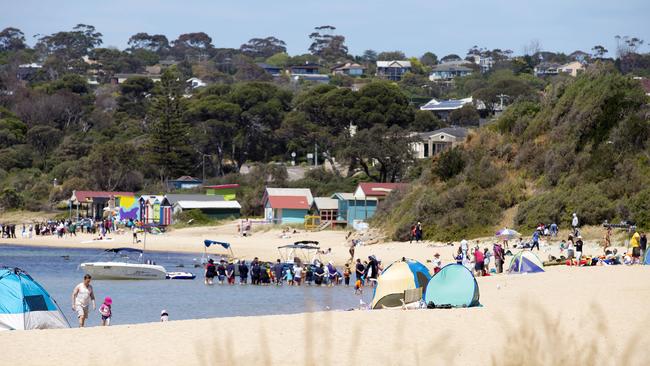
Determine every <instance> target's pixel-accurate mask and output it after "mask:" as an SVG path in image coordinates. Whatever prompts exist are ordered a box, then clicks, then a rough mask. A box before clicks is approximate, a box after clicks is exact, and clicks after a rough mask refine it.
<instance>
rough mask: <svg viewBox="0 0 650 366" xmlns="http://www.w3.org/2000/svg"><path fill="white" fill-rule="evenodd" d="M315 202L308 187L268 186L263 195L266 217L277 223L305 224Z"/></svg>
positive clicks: (262, 198)
mask: <svg viewBox="0 0 650 366" xmlns="http://www.w3.org/2000/svg"><path fill="white" fill-rule="evenodd" d="M313 203H314V197H313V196H312V194H311V191H310V190H309V189H308V188H266V190H264V196H263V197H262V205H263V206H264V217H265V219H266V220H267V221H270V222H273V223H277V224H304V223H305V216H307V215H308V214H309V209H310V208H311V206H312V204H313Z"/></svg>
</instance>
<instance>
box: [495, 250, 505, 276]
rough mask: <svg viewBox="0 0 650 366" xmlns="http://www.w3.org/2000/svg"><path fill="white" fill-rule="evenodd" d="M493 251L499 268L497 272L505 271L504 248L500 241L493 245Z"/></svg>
mask: <svg viewBox="0 0 650 366" xmlns="http://www.w3.org/2000/svg"><path fill="white" fill-rule="evenodd" d="M492 251H493V252H494V265H495V267H496V268H497V273H503V262H504V261H505V255H504V252H503V248H502V247H501V245H499V244H498V243H495V244H494V246H492Z"/></svg>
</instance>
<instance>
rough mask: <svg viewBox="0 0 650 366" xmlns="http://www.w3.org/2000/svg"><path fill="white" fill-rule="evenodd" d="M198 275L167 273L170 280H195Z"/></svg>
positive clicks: (176, 273) (184, 273) (167, 276)
mask: <svg viewBox="0 0 650 366" xmlns="http://www.w3.org/2000/svg"><path fill="white" fill-rule="evenodd" d="M195 278H196V275H195V274H194V273H191V272H167V279H168V280H193V279H195Z"/></svg>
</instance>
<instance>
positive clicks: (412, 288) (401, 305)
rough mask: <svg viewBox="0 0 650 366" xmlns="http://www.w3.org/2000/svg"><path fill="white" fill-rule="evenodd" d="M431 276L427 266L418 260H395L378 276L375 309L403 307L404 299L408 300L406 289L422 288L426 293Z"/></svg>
mask: <svg viewBox="0 0 650 366" xmlns="http://www.w3.org/2000/svg"><path fill="white" fill-rule="evenodd" d="M430 278H431V274H430V273H429V270H428V269H427V267H426V266H425V265H424V264H422V263H420V262H418V261H414V260H412V259H405V258H403V259H402V260H401V261H397V262H394V263H392V264H391V265H390V266H388V267H386V269H384V270H383V271H382V272H381V275H379V278H377V287H375V293H374V295H373V298H372V305H371V306H372V308H373V309H384V308H395V307H401V306H402V305H403V303H402V301H404V300H406V301H408V299H407V298H405V296H406V294H405V291H408V290H417V289H419V288H421V289H422V293H424V292H425V291H426V288H427V283H428V282H429V279H430ZM418 301H419V300H418Z"/></svg>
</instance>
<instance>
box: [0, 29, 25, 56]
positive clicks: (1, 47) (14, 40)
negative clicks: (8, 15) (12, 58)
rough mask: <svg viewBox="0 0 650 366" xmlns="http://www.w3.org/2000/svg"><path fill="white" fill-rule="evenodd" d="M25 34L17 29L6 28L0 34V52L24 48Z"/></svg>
mask: <svg viewBox="0 0 650 366" xmlns="http://www.w3.org/2000/svg"><path fill="white" fill-rule="evenodd" d="M26 47H27V45H26V44H25V34H24V33H23V32H22V31H21V30H20V29H18V28H13V27H7V28H5V29H3V30H2V32H0V52H1V51H18V50H22V49H24V48H26Z"/></svg>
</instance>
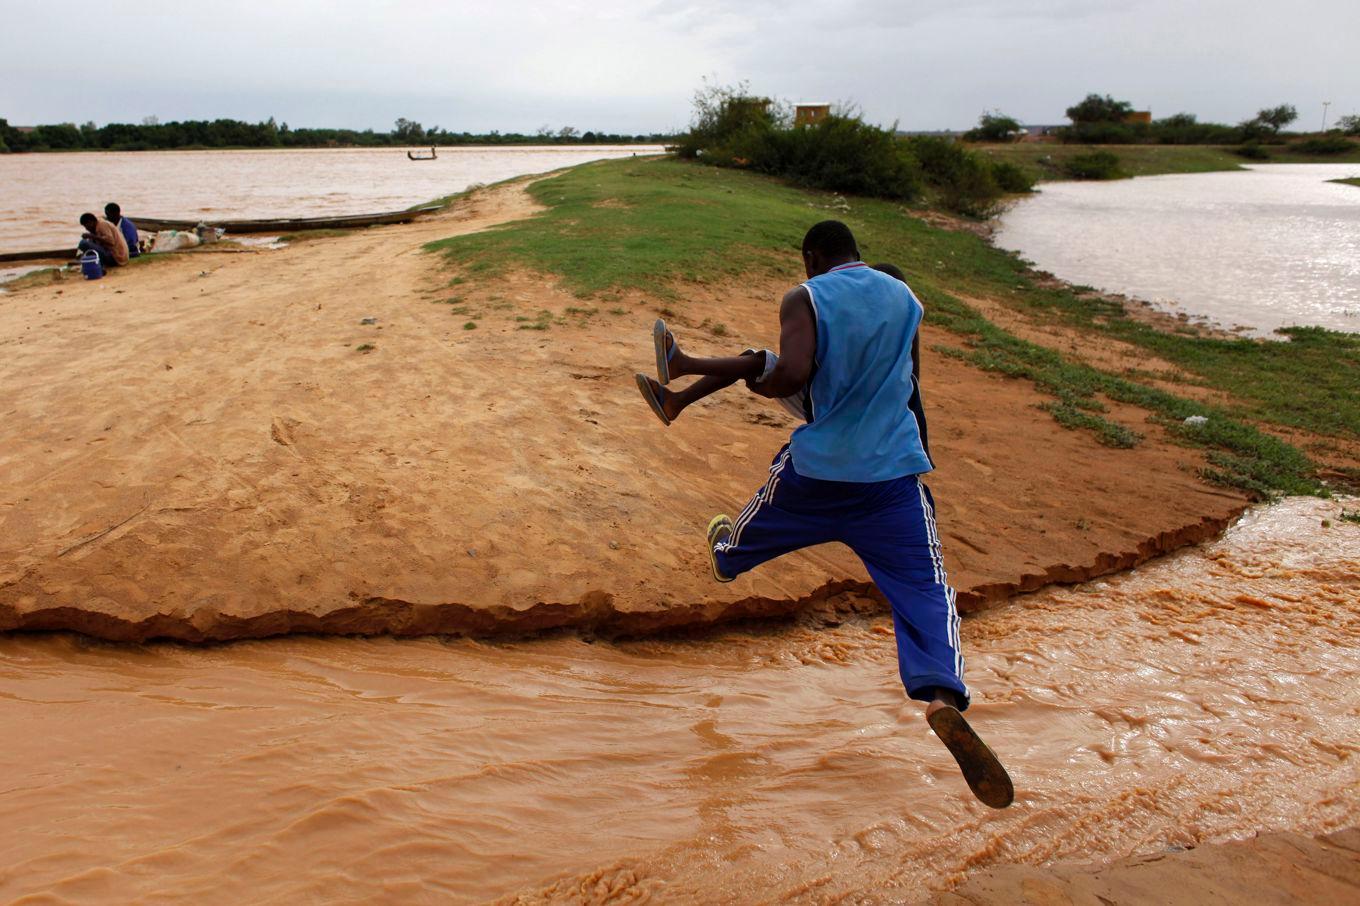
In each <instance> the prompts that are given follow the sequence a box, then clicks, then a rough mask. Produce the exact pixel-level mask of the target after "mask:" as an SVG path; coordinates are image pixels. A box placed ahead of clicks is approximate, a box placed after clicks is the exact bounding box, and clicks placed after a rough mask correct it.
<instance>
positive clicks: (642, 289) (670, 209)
mask: <svg viewBox="0 0 1360 906" xmlns="http://www.w3.org/2000/svg"><path fill="white" fill-rule="evenodd" d="M530 190H532V193H533V195H534V197H536V199H537V200H539V201H540V203H543V204H544V205H547V208H548V209H547V211H545V212H544V214H543V215H541V216H537V218H532V219H529V220H522V222H518V223H513V224H507V226H506V227H502V229H496V230H491V231H487V233H479V234H473V235H466V237H456V238H450V239H445V241H441V242H434V244H430V246H428V248H430V249H432V250H441V252H443V253H445V254H446V256H447V258H449V261H450V263H452V264H454V265H456V267H457V269H458V272H460V273H458V276H456V278H454V280H456V282H462V280H469V279H476V278H479V276H488V275H491V273H495V272H498V271H502V269H506V268H513V267H520V268H528V269H534V271H540V272H549V273H555V275H558V276H559V278H560V279H562V282H563V284H564V286H566V287H567V288H568V290H571V291H574V292H575V294H577V295H579V297H582V298H586V297H597V298H602V299H605V301H608V299H611V298H612V294H613V292H615V291H617V290H626V288H639V290H643V291H646V292H649V294H650V295H653V297H654V298H658V299H661V301H662V302H664V303H665V305H668V306H670V307H677V306H681V305H683V298H684V287H685V284H687V283H700V284H707V283H718V284H721V283H724V282H729V280H737V279H743V278H745V279H749V278H751V276H759V278H779V279H790V278H792V276H793V268H794V267H796V265H797V260H798V258H797V244H798V241H800V239H801V237H802V233H804V231H805V230H806V227H808V226H809V224H811V223H812V222H815V220H817V219H821V218H827V216H835V218H838V219H842V220H846V222H847V223H849V224H850V226H851V227H853V229H854V230H855V233H857V235H860V237H861V238H862V244H864V246H862V250H864V253H865V257H866V258H870V260H887V261H894V263H895V264H898V265H899V267H902V268H903V271H906V272H907V273H908V276H910V279H911V283H913V287H914V288H915V290H917V292H918V294H919V295H921V297H922V299H923V301H925V303H926V309H928V318H929V321H930V322H932V324H934V325H936V326H940V328H944V329H945V331H948V332H949V333H952V335H953V340H952V341H951V343H948V344H944V346H940V347H936V351H937V352H940V354H944V355H952V356H956V358H960V359H963V360H966V362H970V363H971V365H974V366H976V367H981V369H985V370H991V371H1000V373H1002V374H1008V375H1012V377H1017V378H1024V380H1028V381H1032V382H1034V385H1035V386H1036V388H1038V389H1039V390H1042V392H1043V393H1046V395H1049V396H1051V397H1053V400H1051V401H1050V403H1049V404H1046V407H1044V408H1046V409H1047V411H1049V412H1051V414H1053V416H1054V418H1055V419H1057V420H1058V422H1059V423H1062V424H1065V426H1068V427H1072V429H1078V430H1091V431H1093V433H1095V435H1096V437H1098V438H1099V439H1100V441H1102V442H1104V443H1107V445H1111V446H1133V445H1136V443H1138V442H1140V439H1141V435H1140V434H1137V433H1134V431H1130V430H1129V429H1127V427H1123V426H1122V424H1118V423H1117V422H1114V420H1111V419H1108V418H1106V414H1107V412H1108V408H1107V404H1106V401H1108V400H1115V401H1119V403H1127V404H1133V405H1137V407H1141V408H1142V409H1145V411H1146V412H1148V414H1149V419H1151V420H1152V422H1155V423H1160V424H1161V426H1164V427H1166V430H1167V431H1168V433H1170V434H1171V435H1172V437H1174V438H1176V439H1178V441H1180V442H1185V443H1187V445H1194V446H1200V448H1202V449H1204V450H1205V456H1206V464H1205V469H1204V473H1205V476H1206V477H1209V479H1212V480H1216V482H1220V483H1223V484H1228V486H1234V487H1239V488H1246V490H1248V491H1251V492H1255V494H1261V495H1266V494H1270V492H1273V491H1284V492H1292V494H1299V492H1303V494H1308V492H1319V491H1321V490H1322V488H1321V486H1319V483H1318V482H1316V477H1315V467H1314V464H1312V463H1311V461H1310V458H1308V457H1307V456H1306V454H1304V453H1303V452H1300V450H1299V449H1296V448H1295V446H1292V445H1289V443H1287V442H1284V441H1281V439H1278V438H1277V437H1274V435H1272V434H1269V433H1266V431H1262V430H1261V429H1259V427H1257V423H1274V424H1278V426H1285V427H1296V429H1306V430H1307V431H1311V433H1315V434H1321V435H1330V437H1338V438H1345V439H1348V441H1352V439H1355V438H1357V437H1360V400H1357V399H1356V395H1355V393H1353V386H1355V385H1353V384H1350V382H1349V381H1352V380H1353V377H1355V374H1356V373H1360V337H1357V336H1353V335H1345V333H1334V332H1327V331H1318V329H1296V331H1292V332H1291V341H1288V343H1270V341H1258V340H1248V339H1205V337H1200V336H1193V335H1190V333H1183V335H1182V333H1167V332H1161V331H1156V329H1153V328H1151V326H1146V325H1145V324H1141V322H1138V321H1134V320H1132V318H1129V317H1126V316H1125V314H1123V312H1122V309H1121V307H1119V306H1118V305H1114V303H1110V302H1091V301H1088V299H1087V298H1084V297H1083V295H1081V294H1080V292H1078V291H1076V290H1069V288H1051V286H1046V284H1043V282H1042V280H1039V279H1038V278H1036V276H1035V275H1034V273H1031V272H1030V271H1028V268H1025V267H1024V265H1023V264H1021V263H1020V261H1019V260H1017V258H1016V257H1015V256H1012V254H1008V253H1005V252H1001V250H998V249H994V248H993V246H990V245H989V244H986V242H985V241H983V239H981V238H978V237H975V235H971V234H967V233H957V231H949V230H941V229H936V227H932V226H929V224H926V223H923V222H922V220H918V219H915V218H913V216H908V215H910V211H908V209H906V208H904V207H903V205H900V204H894V203H888V201H879V200H873V199H850V200H849V203H847V204H835V203H834V201H832V199H834V196H831V195H828V193H820V192H808V190H800V189H793V188H789V186H786V185H782V184H779V182H777V181H774V180H768V178H764V177H758V175H752V174H748V173H743V171H736V170H721V169H715V167H706V166H702V165H692V163H684V162H677V161H672V159H662V161H609V162H598V163H592V165H585V166H581V167H577V169H573V170H568V171H567V173H564V174H562V175H558V177H554V178H549V180H543V181H540V182H537V184H534V185H533V186H532V189H530ZM847 207H849V209H846V208H847ZM960 297H979V298H993V299H997V301H1001V302H1004V303H1005V305H1009V306H1012V307H1016V309H1017V310H1024V312H1027V313H1031V314H1034V316H1036V317H1040V318H1051V320H1054V321H1062V322H1066V324H1070V325H1074V326H1080V328H1083V329H1091V331H1102V332H1107V333H1110V335H1112V336H1115V337H1118V339H1121V340H1125V341H1127V343H1133V344H1136V346H1140V347H1142V348H1146V350H1148V351H1149V352H1152V354H1155V355H1157V356H1159V358H1161V359H1166V360H1168V362H1171V363H1172V365H1175V366H1176V367H1179V369H1183V370H1185V371H1186V373H1189V374H1191V375H1194V378H1195V380H1197V381H1198V382H1201V384H1202V385H1205V386H1209V388H1214V389H1217V390H1221V392H1224V393H1227V395H1228V396H1231V397H1232V400H1234V401H1232V404H1231V405H1228V407H1227V408H1224V407H1214V405H1209V404H1205V403H1200V401H1194V400H1190V399H1186V397H1182V396H1176V395H1174V393H1170V392H1167V390H1164V389H1159V386H1156V384H1159V375H1155V374H1148V373H1142V371H1134V370H1130V371H1125V373H1119V374H1117V373H1111V371H1103V370H1099V369H1096V367H1092V366H1089V365H1085V363H1081V362H1076V360H1073V359H1070V358H1068V356H1064V355H1062V354H1059V352H1057V351H1054V350H1050V348H1046V347H1042V346H1038V344H1035V343H1030V341H1027V340H1023V339H1020V337H1019V336H1016V335H1013V333H1010V332H1008V331H1005V329H1002V328H1000V326H997V325H996V324H993V322H991V321H989V320H987V318H985V317H983V316H982V314H981V313H979V312H978V310H976V309H975V307H972V306H970V305H967V303H966V302H964V301H963V299H962V298H960ZM771 305H772V303H771ZM771 317H772V314H771ZM548 326H551V325H548ZM1348 374H1349V377H1348ZM1161 377H1164V375H1161ZM1191 415H1204V416H1206V418H1208V423H1206V424H1205V426H1202V427H1200V429H1190V427H1186V426H1183V424H1182V422H1183V420H1185V419H1186V418H1187V416H1191ZM1353 477H1356V479H1357V480H1360V472H1357V473H1356V475H1355V476H1353Z"/></svg>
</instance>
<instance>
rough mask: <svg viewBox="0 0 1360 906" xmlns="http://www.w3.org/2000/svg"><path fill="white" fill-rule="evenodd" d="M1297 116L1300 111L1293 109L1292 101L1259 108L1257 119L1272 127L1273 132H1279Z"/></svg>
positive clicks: (1298, 117) (1266, 124) (1289, 123)
mask: <svg viewBox="0 0 1360 906" xmlns="http://www.w3.org/2000/svg"><path fill="white" fill-rule="evenodd" d="M1297 118H1299V112H1297V110H1295V109H1293V105H1292V103H1281V105H1280V106H1278V107H1266V109H1263V110H1258V112H1257V120H1255V121H1257V122H1259V124H1261V125H1263V127H1266V128H1268V129H1270V132H1272V133H1277V132H1280V129H1282V128H1285V127H1287V125H1289V124H1291V122H1293V121H1295V120H1297Z"/></svg>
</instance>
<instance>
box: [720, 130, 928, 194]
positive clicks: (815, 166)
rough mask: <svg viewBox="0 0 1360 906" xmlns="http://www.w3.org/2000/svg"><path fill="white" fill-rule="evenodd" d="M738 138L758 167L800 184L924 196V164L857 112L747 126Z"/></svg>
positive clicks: (880, 193)
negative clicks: (839, 115)
mask: <svg viewBox="0 0 1360 906" xmlns="http://www.w3.org/2000/svg"><path fill="white" fill-rule="evenodd" d="M738 139H741V140H743V141H745V144H743V146H741V155H740V156H743V158H745V159H748V161H749V165H751V167H752V169H755V170H760V171H762V173H770V174H772V175H781V177H783V178H786V180H790V181H793V182H796V184H798V185H805V186H811V188H816V189H830V190H832V192H849V193H854V195H868V196H874V197H880V199H900V200H911V199H917V197H919V196H921V189H922V180H921V165H919V163H918V162H917V159H915V156H913V154H911V150H910V147H907V146H906V144H903V143H902V141H899V140H898V137H896V136H895V135H894V133H891V132H888V131H887V129H880V128H877V127H872V125H869V124H866V122H864V121H861V120H858V118H855V117H846V116H828V117H827V118H824V120H823V121H821V122H819V124H816V125H811V127H796V128H792V129H774V128H772V129H766V131H763V132H756V131H747V132H745V133H743V135H740V136H738Z"/></svg>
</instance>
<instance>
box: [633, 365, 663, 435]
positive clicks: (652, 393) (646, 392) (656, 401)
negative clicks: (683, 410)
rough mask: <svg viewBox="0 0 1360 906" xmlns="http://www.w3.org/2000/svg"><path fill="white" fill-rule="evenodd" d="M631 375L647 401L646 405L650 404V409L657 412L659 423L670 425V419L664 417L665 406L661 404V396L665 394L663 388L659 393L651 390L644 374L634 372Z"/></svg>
mask: <svg viewBox="0 0 1360 906" xmlns="http://www.w3.org/2000/svg"><path fill="white" fill-rule="evenodd" d="M632 377H634V378H635V380H636V381H638V389H639V390H641V392H642V399H643V400H646V401H647V405H650V407H651V411H653V412H656V414H657V418H658V419H661V423H662V424H665V426H666V427H670V419H668V418H666V411H665V407H662V405H661V396H664V395H665V390H661V393H660V395H658V393H657V392H656V390H653V389H651V382H650V381H649V380H647V375H646V374H634V375H632Z"/></svg>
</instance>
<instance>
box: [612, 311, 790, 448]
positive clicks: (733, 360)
mask: <svg viewBox="0 0 1360 906" xmlns="http://www.w3.org/2000/svg"><path fill="white" fill-rule="evenodd" d="M653 341H654V343H656V347H657V380H653V378H650V377H647V375H646V374H635V375H634V378H635V380H636V382H638V392H639V393H642V399H643V400H646V401H647V405H650V407H651V411H653V412H654V414H656V416H657V418H658V419H661V423H662V424H666V426H669V424H670V423H672V422H675V420H676V419H677V418H680V414H681V412H684V411H685V408H687V407H690V405H692V404H694V403H698V401H699V400H702V399H703V397H706V396H711V395H714V393H717V392H718V390H724V389H726V388H729V386H732V385H733V384H736V382H737V381H740V380H743V378H744V377H748V375H755V377H760V375H762V374H764V373H768V363H767V358H766V356H768V355H771V354H768V352H758V351H756V350H747V351H744V352H743V354H741V355H737V356H729V358H718V359H702V358H694V356H690V355H685V354H684V352H681V351H680V346H679V343H676V337H675V333H672V332H670V329H669V328H666V322H665V321H662V320H660V318H657V324H656V328H654V329H653ZM752 356H760V358H759V359H756V358H752ZM733 363H736V367H734V366H733ZM685 374H702V375H703V377H702V378H699V380H698V381H695V382H694V384H691V385H690V386H687V388H684V389H683V390H680V389H675V388H672V386H665V385H668V384H669V382H670V380H672V378H676V377H683V375H685Z"/></svg>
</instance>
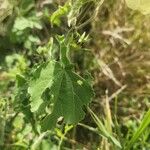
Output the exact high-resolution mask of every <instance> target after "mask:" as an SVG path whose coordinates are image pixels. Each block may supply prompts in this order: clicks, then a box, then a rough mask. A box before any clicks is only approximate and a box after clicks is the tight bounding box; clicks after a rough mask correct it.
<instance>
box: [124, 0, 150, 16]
mask: <svg viewBox="0 0 150 150" xmlns="http://www.w3.org/2000/svg"><path fill="white" fill-rule="evenodd" d="M126 3H127V5H128V7H130V8H131V9H133V10H139V11H140V12H142V13H143V14H150V0H126Z"/></svg>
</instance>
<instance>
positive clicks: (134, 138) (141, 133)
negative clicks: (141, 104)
mask: <svg viewBox="0 0 150 150" xmlns="http://www.w3.org/2000/svg"><path fill="white" fill-rule="evenodd" d="M149 125H150V109H149V110H148V111H147V112H146V114H145V116H144V118H143V120H142V122H141V124H140V126H139V128H138V129H137V131H136V132H135V133H134V134H133V136H132V138H131V139H130V141H128V143H127V146H126V148H125V150H129V149H131V148H132V146H133V145H134V143H135V142H136V141H137V140H138V139H139V137H140V136H141V134H142V133H143V132H144V131H145V130H146V128H147V127H148V126H149Z"/></svg>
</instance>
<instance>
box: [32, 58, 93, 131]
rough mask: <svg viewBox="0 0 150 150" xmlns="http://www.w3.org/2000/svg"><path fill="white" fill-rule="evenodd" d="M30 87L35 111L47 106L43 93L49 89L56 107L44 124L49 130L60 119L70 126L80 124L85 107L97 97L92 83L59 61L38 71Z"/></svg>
mask: <svg viewBox="0 0 150 150" xmlns="http://www.w3.org/2000/svg"><path fill="white" fill-rule="evenodd" d="M35 76H37V77H35V78H34V79H33V80H32V81H31V84H30V88H29V93H30V95H31V110H32V111H37V110H38V109H39V108H40V105H41V104H42V103H44V101H43V99H42V95H43V93H44V92H45V91H46V89H47V88H49V91H50V94H51V99H50V100H49V99H48V100H47V101H49V103H52V104H53V109H52V113H50V114H48V115H47V116H46V117H45V119H44V120H43V121H42V123H41V125H42V129H43V130H44V131H45V130H47V129H50V128H52V127H54V126H55V124H56V122H57V119H58V118H59V117H61V116H62V117H64V121H65V122H66V123H69V124H76V123H78V122H79V121H80V120H82V119H83V117H84V111H83V106H86V105H88V103H89V102H90V101H91V98H92V97H93V95H94V94H93V90H92V88H91V86H90V85H89V83H88V82H87V81H86V80H84V79H83V78H82V77H80V76H79V75H77V74H76V73H74V72H73V71H72V69H71V68H69V69H66V68H63V67H62V66H61V65H60V64H59V63H58V62H53V61H50V62H49V63H47V64H44V65H42V66H41V67H40V69H37V71H36V72H35Z"/></svg>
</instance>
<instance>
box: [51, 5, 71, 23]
mask: <svg viewBox="0 0 150 150" xmlns="http://www.w3.org/2000/svg"><path fill="white" fill-rule="evenodd" d="M69 10H70V5H69V3H66V4H65V5H64V6H59V8H58V9H57V10H56V11H55V12H54V13H53V14H52V15H51V17H50V21H51V23H52V24H53V25H54V24H55V25H57V26H60V24H61V17H62V16H64V15H65V14H67V13H68V11H69Z"/></svg>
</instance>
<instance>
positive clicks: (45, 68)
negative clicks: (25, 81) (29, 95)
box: [28, 61, 60, 112]
mask: <svg viewBox="0 0 150 150" xmlns="http://www.w3.org/2000/svg"><path fill="white" fill-rule="evenodd" d="M59 69H60V65H59V64H58V63H57V62H54V61H50V62H49V63H44V64H42V65H40V66H39V68H37V70H36V71H35V73H34V77H33V79H32V81H31V82H30V84H29V89H28V93H29V94H30V95H31V99H30V100H31V104H30V105H31V111H32V112H35V111H37V110H38V108H39V106H40V105H41V104H42V103H43V100H42V94H43V93H44V92H45V91H46V89H47V88H49V87H51V86H52V84H53V77H54V76H55V73H56V72H58V70H59Z"/></svg>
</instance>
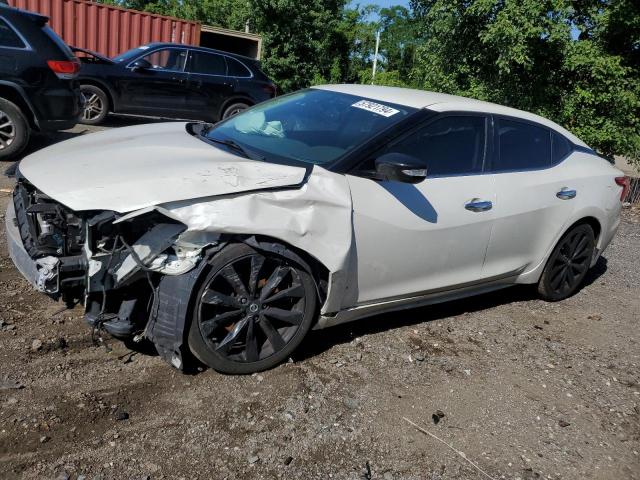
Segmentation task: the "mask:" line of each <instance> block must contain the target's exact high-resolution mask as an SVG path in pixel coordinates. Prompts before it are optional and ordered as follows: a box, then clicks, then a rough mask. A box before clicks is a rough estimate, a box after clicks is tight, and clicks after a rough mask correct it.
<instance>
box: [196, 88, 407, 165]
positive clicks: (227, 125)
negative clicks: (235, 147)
mask: <svg viewBox="0 0 640 480" xmlns="http://www.w3.org/2000/svg"><path fill="white" fill-rule="evenodd" d="M414 112H416V109H413V108H409V107H404V106H399V105H395V104H388V103H382V102H377V101H373V100H369V99H365V98H362V97H357V96H353V95H346V94H344V93H337V92H331V91H327V90H317V89H309V90H302V91H300V92H296V93H293V94H291V95H286V96H283V97H278V98H275V99H273V100H271V101H268V102H265V103H262V104H259V105H257V106H255V107H253V108H251V109H250V110H247V111H246V112H243V113H240V114H238V115H236V116H234V117H231V118H230V119H228V120H226V121H224V122H222V123H220V124H218V125H216V126H214V127H212V128H210V129H205V130H203V131H202V133H201V135H202V136H203V137H205V138H207V139H209V140H212V141H214V142H216V145H218V144H220V143H221V142H226V143H227V144H230V143H232V144H235V145H236V146H240V147H243V148H244V149H245V150H248V151H251V152H254V153H256V154H257V155H259V156H261V157H263V158H264V159H265V160H267V161H269V160H272V161H283V160H284V161H291V160H293V161H295V162H296V163H299V162H303V163H308V164H309V163H310V164H317V165H325V164H329V163H332V162H334V161H335V160H337V159H338V158H340V157H341V156H343V155H345V154H346V153H348V152H349V151H351V150H353V149H354V148H356V147H358V146H360V145H362V144H363V143H365V142H366V141H368V140H370V139H371V138H373V137H375V136H376V135H377V134H378V133H380V132H381V131H383V130H385V129H387V128H389V127H391V126H393V125H395V124H396V123H398V122H400V121H401V120H403V119H405V118H407V116H409V115H411V114H413V113H414ZM236 150H237V149H236Z"/></svg>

TASK DESCRIPTION:
The answer should consist of all lines from the records above that hold the word "image".

YOUR RESPONSE:
Determine every <instance> target's pixel-accurate mask and output it after "mask:" as an SVG path in image coordinates. Whatever prompts exist are ordered a box, then clicks, then a rough mask. A box before clicks is approximate, a box after clicks is exact, and clicks after a rough mask refine it.
In each <instance> the prompts that are given follow the sequence a box, then clicks, then a rough mask. Produce the exact pixel-level mask of the target after "mask:" as an SVG path; coordinates are image pixels. A box placed ahead of clicks is approximate, a box placed after clicks is the exact bounding box, and clicks placed after a rough mask correct it.
Output the exact high-resolution mask of every <instance> target after "mask:" as an SVG path whose coordinates are image pixels. Each block may supply prompts in this order: clicks, then a box, then a rough mask. A box before any clicks is only approximate and a box after clicks is the tight bounding box; clicks after a rough mask correct it.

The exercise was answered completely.